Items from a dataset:
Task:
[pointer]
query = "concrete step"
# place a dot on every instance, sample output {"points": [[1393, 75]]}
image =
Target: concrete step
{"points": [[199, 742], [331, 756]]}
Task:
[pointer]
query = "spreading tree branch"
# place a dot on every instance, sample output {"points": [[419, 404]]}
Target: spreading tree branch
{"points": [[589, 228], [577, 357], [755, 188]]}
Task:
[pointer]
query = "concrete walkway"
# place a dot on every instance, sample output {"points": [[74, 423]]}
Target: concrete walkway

What is required: Every word of every entry must be returned as it appears.

Task output:
Task:
[pointer]
query = "concrete step"
# place a dot on every instance, sample output {"points": [[1393, 75]]}
image =
Target: concrete step
{"points": [[199, 742], [331, 756]]}
Task:
[pointer]
query = "spreading tree branch"
# place a dot on every instance, sample output {"points": [[419, 404]]}
Target: spreading tree branch
{"points": [[589, 228], [577, 357], [755, 188]]}
Task:
[pointer]
query = "concrete walkway"
# place a dot on every instance, sample output {"points": [[74, 423]]}
Target: concrete walkway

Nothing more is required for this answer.